• **EXTRACTED DATA**
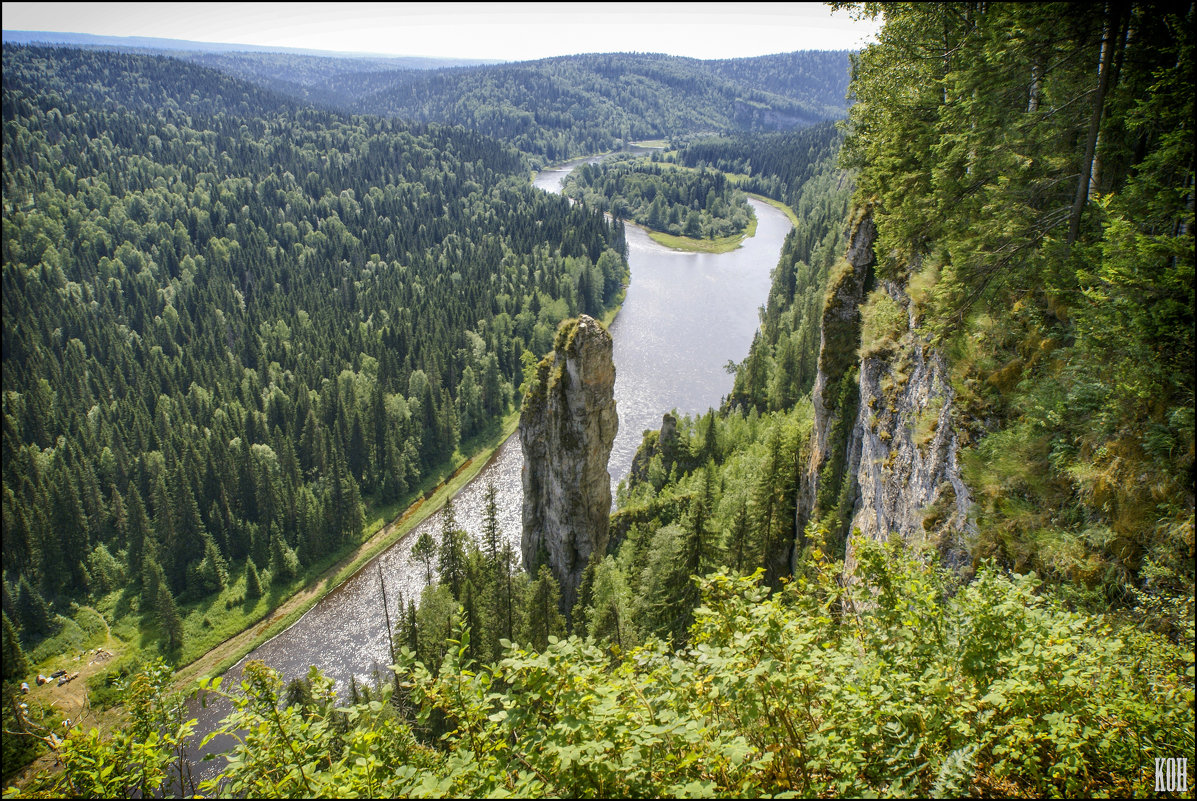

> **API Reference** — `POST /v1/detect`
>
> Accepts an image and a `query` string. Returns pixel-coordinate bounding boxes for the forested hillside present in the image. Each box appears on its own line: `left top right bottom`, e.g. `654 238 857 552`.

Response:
4 4 1195 797
2 47 626 669
563 157 753 238
342 53 847 162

• **TASK TO CARRY OUT**
Please recast the entries above as a two-column CSV with the columns text and answer. Give one row per entry, put each value in a single quoted field with line breaks replaced by spaces, and leave the pictures out.

• **EXERCISE ANSWER**
text,answer
"> **API Reference** — `POST /v1/detect` > > Accepts an image and a `query` string. Returns pixel-coordinate bounding boxes for the forested hillside present in the image. Each box appears on its own line: `left top right bottom`, e.g. `654 238 857 552`. Response:","4 4 1195 797 2 47 626 669 563 157 753 238 342 53 847 162"